- [Assigned task] Starting at the beginning of the data and ending at the line containing "37L62 218L72 223L55", reproduce those lines with "rough mask" renamed to "coarse mask" and everything else unchanged. Omit the pictures.

- [Supplied data]
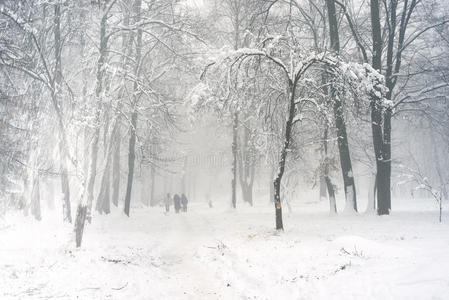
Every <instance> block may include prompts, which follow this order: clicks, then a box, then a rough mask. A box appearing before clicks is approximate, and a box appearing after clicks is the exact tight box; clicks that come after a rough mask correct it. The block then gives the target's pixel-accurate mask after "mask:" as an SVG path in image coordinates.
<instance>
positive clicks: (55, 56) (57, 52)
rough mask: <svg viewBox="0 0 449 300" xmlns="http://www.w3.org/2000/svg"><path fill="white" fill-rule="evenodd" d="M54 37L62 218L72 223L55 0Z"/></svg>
mask: <svg viewBox="0 0 449 300" xmlns="http://www.w3.org/2000/svg"><path fill="white" fill-rule="evenodd" d="M53 21H54V29H53V32H54V39H55V47H54V52H55V74H54V79H53V84H52V101H53V106H54V108H55V110H56V114H57V118H58V125H59V132H60V137H59V144H58V145H59V153H60V173H61V189H62V194H63V201H62V202H63V204H62V210H63V219H64V221H65V222H69V223H72V213H71V206H70V186H69V176H68V166H67V159H68V157H69V154H68V144H67V134H66V132H65V128H64V122H63V116H62V108H61V106H60V98H61V95H60V91H61V87H62V66H61V64H62V63H61V52H62V41H61V4H60V3H59V2H57V3H56V4H55V14H54V20H53Z"/></svg>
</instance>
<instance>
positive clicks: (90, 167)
mask: <svg viewBox="0 0 449 300" xmlns="http://www.w3.org/2000/svg"><path fill="white" fill-rule="evenodd" d="M104 9H105V7H104ZM104 9H103V10H102V14H103V17H102V18H101V22H100V53H99V54H100V55H99V57H98V61H97V78H96V84H95V98H96V104H95V105H96V107H95V125H94V126H95V129H94V136H93V138H92V142H91V160H90V166H89V181H88V185H87V220H88V221H89V222H90V220H91V215H92V203H93V199H94V187H95V179H96V176H97V160H98V148H99V147H98V143H99V139H100V114H101V107H102V94H103V85H104V82H103V81H104V73H105V63H106V58H107V38H106V26H107V16H108V14H107V13H106V12H105V11H104ZM97 203H98V202H97Z"/></svg>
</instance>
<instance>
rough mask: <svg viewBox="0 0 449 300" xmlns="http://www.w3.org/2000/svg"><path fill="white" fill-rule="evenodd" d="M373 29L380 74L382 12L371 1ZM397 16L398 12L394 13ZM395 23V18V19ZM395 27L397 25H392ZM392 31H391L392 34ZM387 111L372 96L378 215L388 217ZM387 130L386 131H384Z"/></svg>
mask: <svg viewBox="0 0 449 300" xmlns="http://www.w3.org/2000/svg"><path fill="white" fill-rule="evenodd" d="M370 4H371V27H372V39H373V61H372V66H373V68H374V69H375V70H377V71H378V72H381V71H382V44H383V43H382V32H381V25H380V12H379V9H380V7H379V1H378V0H371V3H370ZM394 13H395V14H396V12H394ZM393 22H395V17H394V19H393ZM392 25H395V24H392ZM391 32H392V31H390V33H391ZM392 41H393V40H392V39H391V36H389V43H388V51H387V52H388V53H387V70H390V72H391V67H392V61H391V60H392V51H393V48H392V47H393V45H392V44H391V42H392ZM386 114H387V111H386V110H385V111H384V107H383V104H382V99H381V98H379V97H377V96H376V95H371V127H372V134H373V146H374V155H375V157H376V169H377V175H376V185H377V201H378V204H377V214H378V215H388V214H389V212H390V204H389V203H390V202H391V201H390V195H391V194H390V177H389V175H388V174H389V171H388V170H389V166H388V164H389V158H388V157H389V155H388V153H386V152H385V151H387V152H389V150H388V147H385V146H386V143H387V141H386V140H385V138H386V137H387V136H386V135H385V131H384V133H382V115H383V125H384V126H386V123H388V122H389V121H388V120H387V115H386ZM384 130H385V129H384Z"/></svg>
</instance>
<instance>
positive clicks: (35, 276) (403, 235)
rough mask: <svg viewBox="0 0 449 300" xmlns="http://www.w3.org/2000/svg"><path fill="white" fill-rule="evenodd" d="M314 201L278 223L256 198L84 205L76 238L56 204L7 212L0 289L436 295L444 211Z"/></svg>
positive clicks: (408, 204)
mask: <svg viewBox="0 0 449 300" xmlns="http://www.w3.org/2000/svg"><path fill="white" fill-rule="evenodd" d="M429 203H430V206H432V204H433V203H431V202H429ZM412 204H413V203H412ZM426 205H427V204H426ZM326 207H327V204H326V203H318V204H307V205H305V204H303V205H301V206H299V205H298V206H294V207H293V212H292V213H288V212H287V211H284V213H285V214H284V226H285V231H284V232H282V233H276V232H275V230H273V226H274V211H273V210H274V209H273V207H272V206H271V205H268V204H267V205H259V206H258V207H254V208H250V207H240V208H238V209H237V211H232V210H230V209H229V208H227V207H224V205H223V207H215V208H212V209H210V208H208V207H207V205H205V204H203V203H201V204H200V203H198V204H192V205H191V207H190V208H189V211H188V212H187V213H184V214H179V215H175V214H174V213H172V212H171V213H169V214H168V215H165V214H164V213H163V212H162V208H160V207H156V208H134V209H133V210H132V211H131V217H130V218H127V217H125V216H124V215H123V214H122V213H121V212H120V211H118V210H117V211H115V212H114V213H113V214H112V215H109V216H95V218H94V219H93V223H92V224H91V225H89V226H87V228H86V231H85V237H84V243H83V247H82V248H81V249H75V247H74V242H73V240H74V238H73V233H72V227H71V226H68V225H62V222H61V220H60V216H59V215H57V216H56V215H55V216H54V217H51V216H48V215H46V216H44V220H43V221H42V222H36V221H33V220H32V219H31V218H25V217H23V216H20V215H14V214H8V215H7V216H6V217H5V218H4V219H0V299H448V297H449V218H447V217H446V215H443V223H442V224H439V223H438V218H437V212H436V209H434V210H433V211H432V210H426V211H424V212H422V211H421V212H418V211H419V210H418V209H416V210H415V209H413V210H409V211H407V210H401V209H396V210H395V211H394V212H393V213H392V215H390V216H387V217H377V216H374V215H364V214H360V215H354V216H348V215H344V216H343V215H338V216H329V215H328V214H327V212H326ZM404 207H412V205H409V204H407V205H404ZM418 207H420V206H419V205H417V206H416V207H414V208H418Z"/></svg>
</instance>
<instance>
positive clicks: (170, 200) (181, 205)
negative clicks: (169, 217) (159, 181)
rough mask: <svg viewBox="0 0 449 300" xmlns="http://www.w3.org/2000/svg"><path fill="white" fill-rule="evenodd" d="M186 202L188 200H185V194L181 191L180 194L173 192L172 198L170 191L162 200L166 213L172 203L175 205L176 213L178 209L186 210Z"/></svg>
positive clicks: (186, 205)
mask: <svg viewBox="0 0 449 300" xmlns="http://www.w3.org/2000/svg"><path fill="white" fill-rule="evenodd" d="M188 202H189V201H188V200H187V196H186V195H185V194H184V193H182V194H181V196H179V195H178V194H175V195H174V196H173V198H172V197H171V195H170V193H168V194H167V197H166V198H165V200H164V204H165V212H167V213H168V212H169V211H170V205H172V203H173V204H174V206H175V212H176V213H179V211H183V212H186V211H187V203H188Z"/></svg>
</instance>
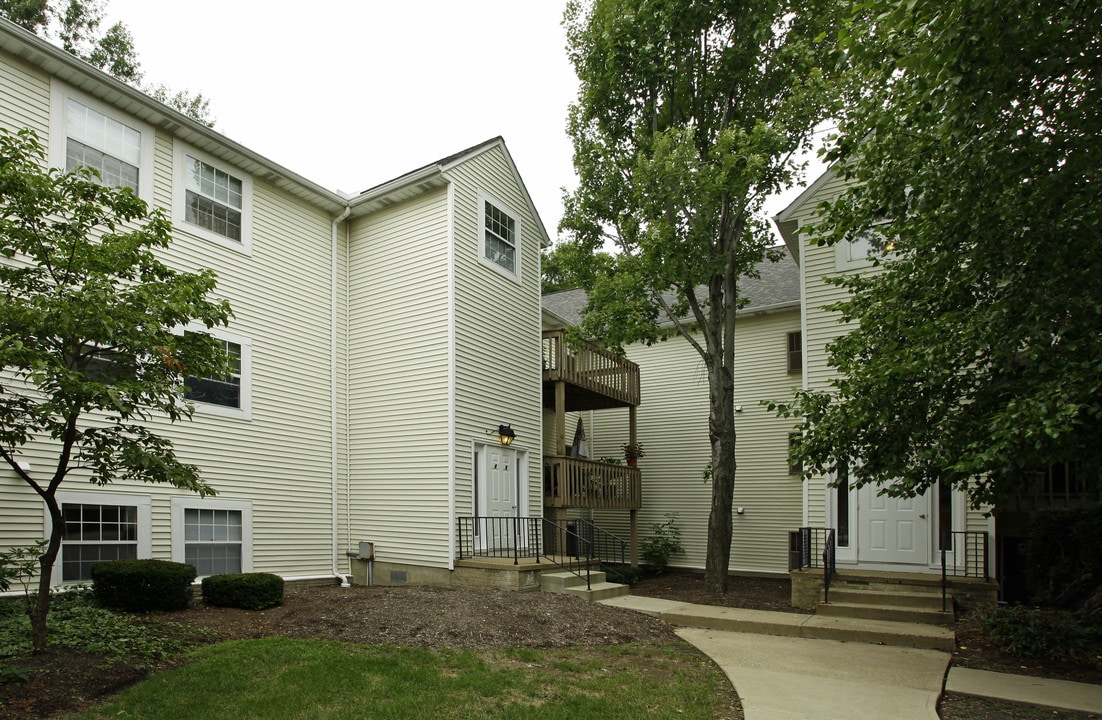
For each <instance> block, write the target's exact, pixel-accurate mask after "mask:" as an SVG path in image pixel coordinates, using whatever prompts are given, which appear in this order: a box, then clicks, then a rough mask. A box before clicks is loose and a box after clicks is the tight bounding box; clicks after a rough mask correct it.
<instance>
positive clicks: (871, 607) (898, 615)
mask: <svg viewBox="0 0 1102 720" xmlns="http://www.w3.org/2000/svg"><path fill="white" fill-rule="evenodd" d="M815 614H818V615H823V616H827V617H852V619H855V620H884V621H890V622H903V623H927V624H930V625H952V624H953V621H954V620H955V619H957V617H955V615H954V613H953V611H952V600H951V599H950V601H949V610H947V611H942V610H941V594H940V592H937V593H936V592H930V591H928V590H927V591H923V590H922V589H914V590H912V589H909V588H908V587H907V585H890V587H885V588H882V589H872V588H868V589H856V588H852V587H846V585H842V587H840V588H832V589H831V591H830V602H829V603H824V602H821V603H819V604H818V605H815Z"/></svg>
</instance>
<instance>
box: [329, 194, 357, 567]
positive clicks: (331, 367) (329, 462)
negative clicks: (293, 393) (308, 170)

- [Answer for this exercise]
Every <instance> block may include prompts, which follow this order: clicks, then a box, then a coarse mask. A box appearing before clicks is approximate, and a box appearing after clicks is the exact tight box; clicks that come after a coarse mask correct it. The block then gives the target's pixel-accurate mask after "mask:" as an SVG path in image coordinates.
<instance>
positive clicks: (55, 56) (57, 52)
coarse mask: <svg viewBox="0 0 449 300" xmlns="http://www.w3.org/2000/svg"><path fill="white" fill-rule="evenodd" d="M54 37L62 218L72 223L55 0Z"/></svg>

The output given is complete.